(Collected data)
○ ○ ○
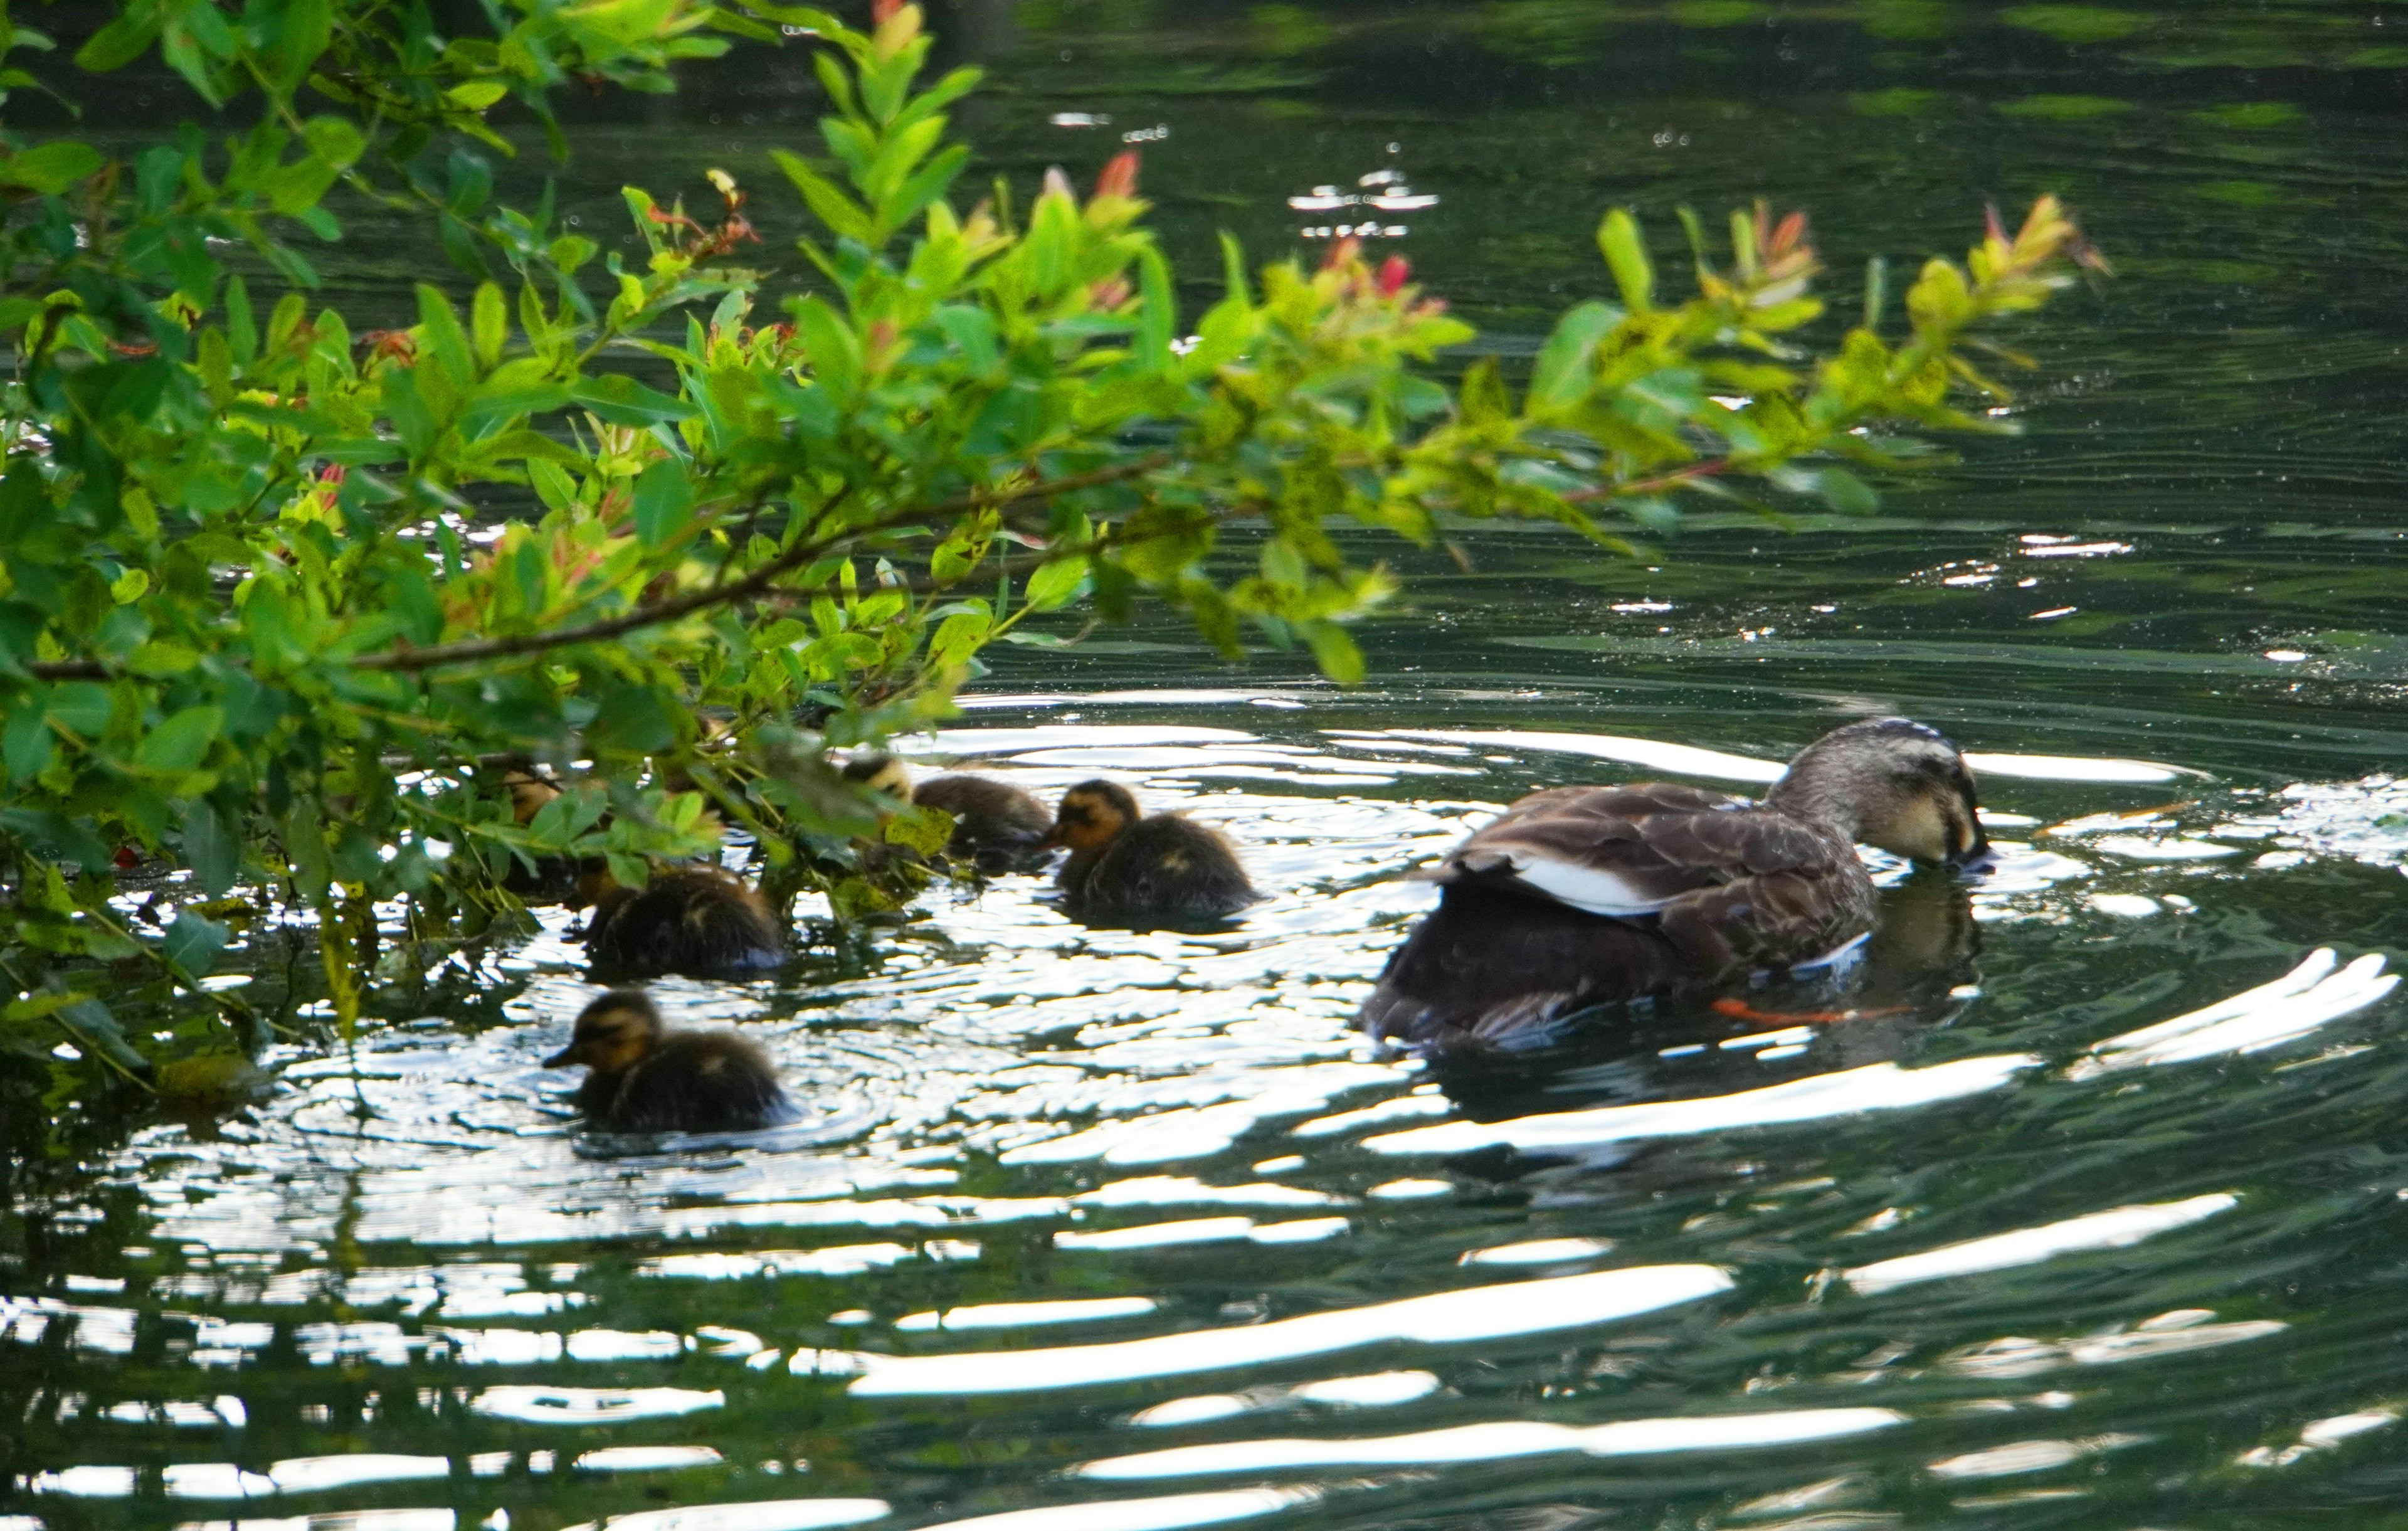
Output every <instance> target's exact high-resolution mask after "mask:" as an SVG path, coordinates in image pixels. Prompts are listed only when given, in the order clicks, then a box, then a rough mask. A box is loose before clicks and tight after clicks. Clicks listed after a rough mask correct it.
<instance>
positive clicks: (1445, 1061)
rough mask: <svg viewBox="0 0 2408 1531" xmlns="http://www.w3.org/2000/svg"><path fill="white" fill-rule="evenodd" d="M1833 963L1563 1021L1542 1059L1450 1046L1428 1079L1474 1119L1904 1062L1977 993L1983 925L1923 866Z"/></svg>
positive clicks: (1962, 881)
mask: <svg viewBox="0 0 2408 1531" xmlns="http://www.w3.org/2000/svg"><path fill="white" fill-rule="evenodd" d="M1878 898H1881V910H1878V917H1876V924H1873V932H1871V936H1866V941H1864V946H1861V948H1859V951H1857V953H1854V956H1852V958H1849V960H1845V963H1840V965H1835V968H1832V970H1825V973H1816V975H1799V977H1784V980H1770V982H1763V985H1758V987H1753V989H1748V992H1743V994H1727V997H1719V999H1712V997H1683V999H1657V1001H1637V1004H1616V1006H1604V1009H1594V1011H1584V1013H1580V1016H1570V1018H1568V1021H1565V1023H1563V1025H1558V1028H1556V1030H1553V1038H1551V1040H1553V1045H1551V1047H1541V1050H1519V1052H1500V1050H1457V1052H1442V1054H1435V1057H1433V1059H1430V1076H1433V1078H1435V1081H1438V1086H1440V1088H1442V1090H1445V1093H1447V1098H1450V1100H1454V1105H1457V1107H1459V1110H1462V1115H1464V1117H1469V1119H1474V1122H1510V1119H1515V1117H1524V1115H1534V1112H1565V1110H1582V1107H1597V1105H1640V1103H1652V1100H1693V1098H1705V1095H1731V1093H1741V1090H1758V1088H1765V1086H1772V1083H1782V1081H1792V1078H1806V1076H1813V1074H1830V1071H1840V1069H1861V1066H1864V1064H1883V1062H1900V1064H1905V1062H1912V1059H1914V1054H1917V1052H1919V1050H1922V1042H1924V1038H1926V1035H1929V1033H1931V1028H1936V1025H1943V1023H1946V1021H1950V1018H1955V1013H1958V1011H1963V1009H1965V1004H1967V999H1970V997H1972V992H1975V985H1977V977H1979V970H1977V960H1975V958H1977V956H1979V951H1982V929H1979V924H1977V922H1975V917H1972V898H1970V891H1967V883H1965V879H1960V876H1955V874H1948V871H1938V869H1929V871H1917V874H1914V876H1907V879H1900V881H1898V883H1890V886H1885V888H1881V893H1878Z"/></svg>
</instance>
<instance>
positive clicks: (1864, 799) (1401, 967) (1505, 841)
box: [1356, 717, 1989, 1052]
mask: <svg viewBox="0 0 2408 1531" xmlns="http://www.w3.org/2000/svg"><path fill="white" fill-rule="evenodd" d="M1859 840H1861V843H1866V845H1876V847H1881V850H1888V852H1895V855H1902V857H1912V859H1917V862H1941V864H1950V867H1972V864H1977V862H1982V859H1987V857H1989V840H1987V838H1984V835H1982V821H1979V804H1977V797H1975V785H1972V770H1967V765H1965V758H1963V756H1960V753H1958V751H1955V746H1953V744H1948V739H1943V737H1941V734H1938V732H1934V729H1929V727H1924V725H1919V722H1910V720H1905V717H1881V720H1871V722H1852V725H1847V727H1840V729H1832V732H1830V734H1825V737H1823V739H1818V741H1813V744H1808V746H1806V749H1804V751H1799V756H1796V758H1794V761H1789V770H1787V773H1784V775H1782V778H1780V780H1777V782H1775V785H1772V790H1770V792H1765V799H1763V804H1751V802H1746V799H1741V797H1727V794H1722V792H1705V790H1700V787H1681V785H1671V782H1635V785H1628V787H1556V790H1551V792H1534V794H1529V797H1524V799H1522V802H1517V804H1512V806H1510V809H1505V814H1500V816H1498V818H1493V821H1488V823H1486V826H1481V828H1479V830H1474V835H1471V838H1469V840H1464V843H1462V845H1457V847H1454V850H1452V852H1447V857H1445V859H1442V862H1440V864H1438V867H1433V869H1426V871H1416V874H1411V876H1416V879H1421V881H1435V883H1440V888H1442V895H1440V905H1438V910H1433V912H1430V915H1428V917H1426V920H1423V922H1421V924H1418V927H1416V929H1413V934H1411V936H1406V941H1404V946H1399V948H1397V953H1394V956H1392V958H1389V963H1387V970H1382V975H1380V987H1377V989H1375V992H1373V997H1370V999H1368V1001H1365V1004H1363V1009H1361V1013H1356V1025H1361V1028H1363V1030H1368V1033H1370V1035H1373V1038H1382V1040H1401V1042H1409V1045H1416V1047H1423V1050H1433V1052H1442V1050H1450V1047H1466V1045H1469V1047H1529V1045H1544V1042H1546V1040H1548V1035H1551V1023H1553V1021H1556V1018H1560V1016H1568V1013H1572V1011H1582V1009H1589V1006H1597V1004H1613V1001H1623V999H1640V997H1645V994H1674V992H1683V989H1710V987H1717V985H1729V982H1743V980H1746V977H1748V975H1751V973H1782V970H1792V968H1811V965H1813V963H1818V960H1825V958H1832V956H1837V953H1840V951H1842V948H1845V946H1852V944H1854V941H1857V939H1859V936H1864V934H1866V932H1869V929H1871V927H1873V908H1876V905H1873V881H1871V879H1869V876H1866V871H1864V864H1861V862H1859V859H1857V843H1859Z"/></svg>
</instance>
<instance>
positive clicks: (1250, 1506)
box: [922, 1488, 1322, 1531]
mask: <svg viewBox="0 0 2408 1531" xmlns="http://www.w3.org/2000/svg"><path fill="white" fill-rule="evenodd" d="M1320 1497H1322V1490H1317V1488H1240V1490H1233V1492H1218V1495H1168V1497H1161V1500H1108V1502H1103V1505H1047V1507H1043V1509H1007V1512H1004V1514H978V1517H970V1519H966V1521H939V1524H934V1526H922V1531H1180V1526H1221V1524H1226V1521H1243V1519H1252V1517H1257V1514H1276V1512H1281V1509H1296V1507H1300V1505H1312V1502H1317V1500H1320Z"/></svg>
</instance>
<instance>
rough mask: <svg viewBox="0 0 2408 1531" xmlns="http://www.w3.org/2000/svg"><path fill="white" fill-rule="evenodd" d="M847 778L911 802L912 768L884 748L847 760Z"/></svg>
mask: <svg viewBox="0 0 2408 1531" xmlns="http://www.w3.org/2000/svg"><path fill="white" fill-rule="evenodd" d="M845 780H848V782H860V785H862V787H869V790H872V792H884V794H886V797H898V799H903V802H910V768H908V765H903V761H898V758H893V756H891V753H886V751H884V749H874V751H869V753H867V756H852V758H850V761H845Z"/></svg>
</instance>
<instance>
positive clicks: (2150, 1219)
mask: <svg viewBox="0 0 2408 1531" xmlns="http://www.w3.org/2000/svg"><path fill="white" fill-rule="evenodd" d="M2235 1206H2239V1196H2232V1194H2225V1192H2218V1194H2211V1196H2191V1199H2189V1201H2160V1204H2153V1206H2117V1208H2112V1211H2102V1213H2090V1216H2083V1218H2066V1220H2064V1223H2049V1225H2044V1228H2018V1230H2015V1233H1996V1235H1989V1237H1982V1240H1965V1242H1963V1245H1943V1247H1938V1249H1926V1252H1922V1254H1902V1257H1898V1259H1883V1261H1876V1264H1869V1266H1857V1269H1852V1271H1842V1278H1845V1281H1847V1283H1849V1285H1852V1288H1857V1290H1859V1293H1869V1295H1871V1293H1885V1290H1890V1288H1900V1285H1914V1283H1917V1281H1941V1278H1946V1276H1975V1273H1982V1271H2008V1269H2013V1266H2032V1264H2040V1261H2044V1259H2056V1257H2059V1254H2076V1252H2081V1249H2129V1247H2131V1245H2138V1242H2141V1240H2148V1237H2155V1235H2160V1233H2172V1230H2174V1228H2189V1225H2191V1223H2201V1220H2206V1218H2213V1216H2215V1213H2223V1211H2232V1208H2235Z"/></svg>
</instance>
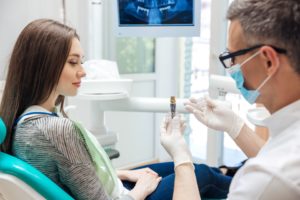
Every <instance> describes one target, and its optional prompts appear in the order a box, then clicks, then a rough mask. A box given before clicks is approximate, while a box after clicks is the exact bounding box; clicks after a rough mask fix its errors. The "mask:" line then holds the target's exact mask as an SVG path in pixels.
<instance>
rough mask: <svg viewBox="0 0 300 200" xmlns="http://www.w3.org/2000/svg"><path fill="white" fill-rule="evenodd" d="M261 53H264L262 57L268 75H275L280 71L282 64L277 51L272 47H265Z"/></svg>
mask: <svg viewBox="0 0 300 200" xmlns="http://www.w3.org/2000/svg"><path fill="white" fill-rule="evenodd" d="M261 51H262V57H263V59H264V60H265V65H264V67H265V70H266V72H267V74H268V75H272V74H274V73H275V72H276V71H277V70H278V68H279V64H280V60H279V53H277V52H276V51H275V49H273V48H272V47H270V46H263V47H262V48H261Z"/></svg>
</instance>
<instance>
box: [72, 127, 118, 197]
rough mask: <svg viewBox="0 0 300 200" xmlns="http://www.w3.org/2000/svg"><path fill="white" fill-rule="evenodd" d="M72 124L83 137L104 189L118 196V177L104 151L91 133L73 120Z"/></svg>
mask: <svg viewBox="0 0 300 200" xmlns="http://www.w3.org/2000/svg"><path fill="white" fill-rule="evenodd" d="M73 122H74V121H73ZM74 124H75V126H76V128H78V129H79V131H80V133H81V136H82V137H83V139H84V142H85V144H86V147H87V150H88V152H89V154H90V156H91V159H92V160H93V164H94V167H95V170H96V173H97V176H98V178H99V179H100V181H101V183H102V185H103V186H104V188H105V191H106V192H107V193H108V194H109V195H110V196H111V197H113V198H117V197H119V195H120V190H119V183H118V177H117V174H116V172H115V169H114V168H113V166H112V165H111V162H110V159H109V158H108V156H107V154H106V152H105V151H104V149H103V148H102V146H101V145H100V144H99V143H98V141H97V138H96V137H95V136H94V135H93V134H92V133H90V132H89V131H88V130H87V129H85V128H83V127H82V126H81V124H80V123H77V122H74Z"/></svg>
○ ○ ○
Aim of the exercise – Copy nothing past the line containing "963L1563 1021L1542 1059L1450": reproduce every line from the start of the records up to it, skipping pictures.

Result of this task –
Output every <instance> target's exact high-resolution mask after "mask:" as an SVG path, coordinates in image pixels. Prompts are listed only when given, in the order clicks, then a box, then a rough mask. A box is loose before clicks and tight after clicks. Clicks listed after a rough mask correct it.
<instance>
positive clicks: (1445, 1061)
rough mask: <svg viewBox="0 0 2408 1531" xmlns="http://www.w3.org/2000/svg"><path fill="white" fill-rule="evenodd" d="M1833 963L1563 1021L1542 1059L1450 1046L1428 1079L1474 1119L1904 1062L1977 993L1983 925L1923 866Z"/></svg>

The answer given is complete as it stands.